##### Extrait #####

À l’aide d’un contextualisation
très fine, on comprend que chaque texte porte une pensée, mais aussi des
arrière-pensées, tournées vers une action contemporaine à leur écriture.
Richelieu mit ainsi en place une véritable stratégie de persuasion pour
subvertir la légitimité de ses ennemis. Ces postures d’énonciation, jamais loin
de l’imposture, dilatent ainsi l’événement
sur plusieurs semaines à mesure que les pamphlets, les livres, les
mémoires sont diffusés dans l’espace public. Le Mercure français, l’un des premiers périodiques, derrière un récit
apparemment objectif des faits,
incorpore un schéma d’interprétation de l’histoire qui est, dès lors,
présentée comme fatidique.

##### Données affichées #####

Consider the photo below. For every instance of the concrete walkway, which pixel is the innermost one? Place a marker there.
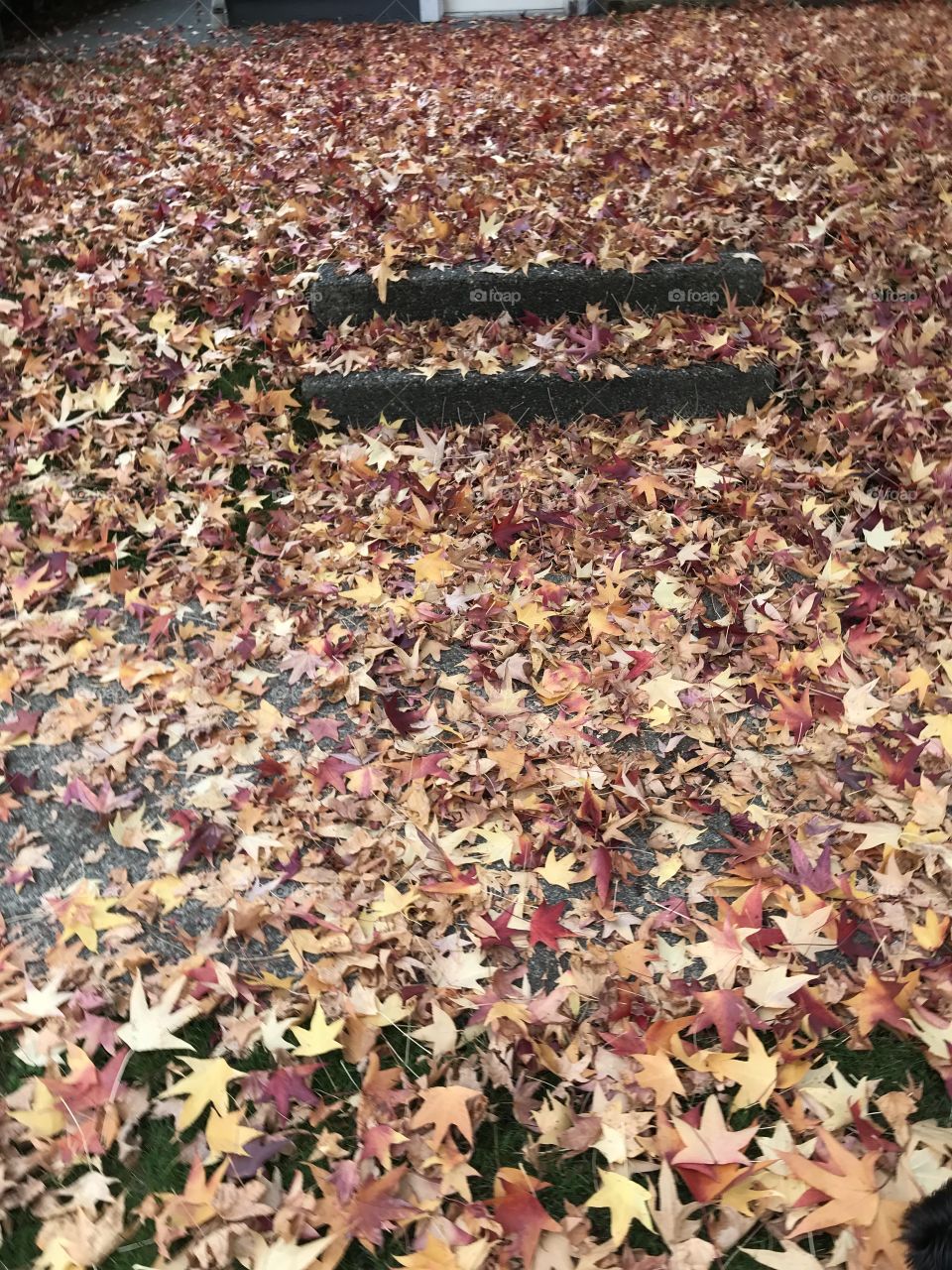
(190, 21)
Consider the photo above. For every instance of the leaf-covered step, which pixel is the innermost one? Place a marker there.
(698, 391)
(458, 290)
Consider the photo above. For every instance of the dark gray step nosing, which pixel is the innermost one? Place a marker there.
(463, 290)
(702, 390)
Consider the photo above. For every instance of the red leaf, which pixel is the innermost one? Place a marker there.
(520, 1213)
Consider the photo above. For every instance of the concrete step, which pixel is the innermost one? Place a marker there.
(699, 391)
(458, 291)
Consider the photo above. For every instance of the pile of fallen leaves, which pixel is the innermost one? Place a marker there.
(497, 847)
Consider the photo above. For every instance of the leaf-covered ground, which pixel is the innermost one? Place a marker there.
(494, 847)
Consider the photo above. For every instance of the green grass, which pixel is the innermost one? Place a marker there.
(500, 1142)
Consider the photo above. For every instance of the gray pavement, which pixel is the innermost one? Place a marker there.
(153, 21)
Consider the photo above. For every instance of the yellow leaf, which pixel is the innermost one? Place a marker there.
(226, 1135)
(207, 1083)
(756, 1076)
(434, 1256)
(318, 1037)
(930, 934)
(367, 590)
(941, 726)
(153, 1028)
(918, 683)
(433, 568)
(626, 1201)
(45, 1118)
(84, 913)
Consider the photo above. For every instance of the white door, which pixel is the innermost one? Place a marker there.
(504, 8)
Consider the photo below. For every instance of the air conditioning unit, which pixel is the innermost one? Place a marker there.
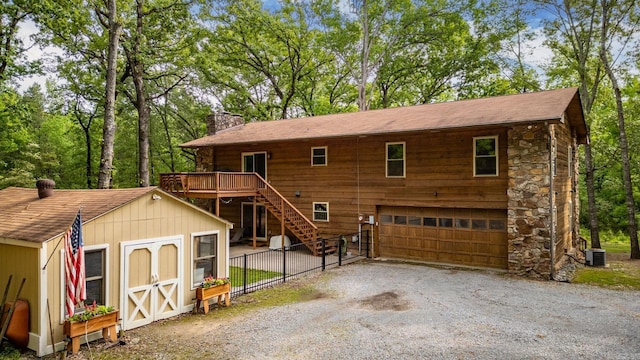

#####

▶ Tâche courte 1: Recopiez intégralement l'extrait sur la stratégie de persuasion de Richelieu.
▶ Tâche courte 2: Relevez toutes les lignes qui contiennent le mot « gray ». Respectez la casse.

▶ Résultat 1:
À l’aide d’un contextualisation
très fine, on comprend que chaque texte porte une pensée, mais aussi des
arrière-pensées, tournées vers une action contemporaine à leur écriture.
Richelieu mit ainsi en place une véritable stratégie de persuasion pour
subvertir la légitimité de ses ennemis. Ces postures d’énonciation, jamais loin
de l’imposture, dilatent ainsi l’événement
sur plusieurs semaines à mesure que les pamphlets, les livres, les
mémoires sont diffusés dans l’espace public. Le Mercure français, l’un des premiers périodiques, derrière un récit
apparemment objectif des faits,
incorpore un schéma d’interprétation de l’histoire qui est, dès lors,
présentée comme fatidique.

▶ Résultat 2:
Consider the photo above. For every instance of the dark gray step nosing, which pixel is the innermost one? Place a marker there.
Consider the photo above. For every instance of the gray pavement, which pixel is the innermost one? Place a marker there.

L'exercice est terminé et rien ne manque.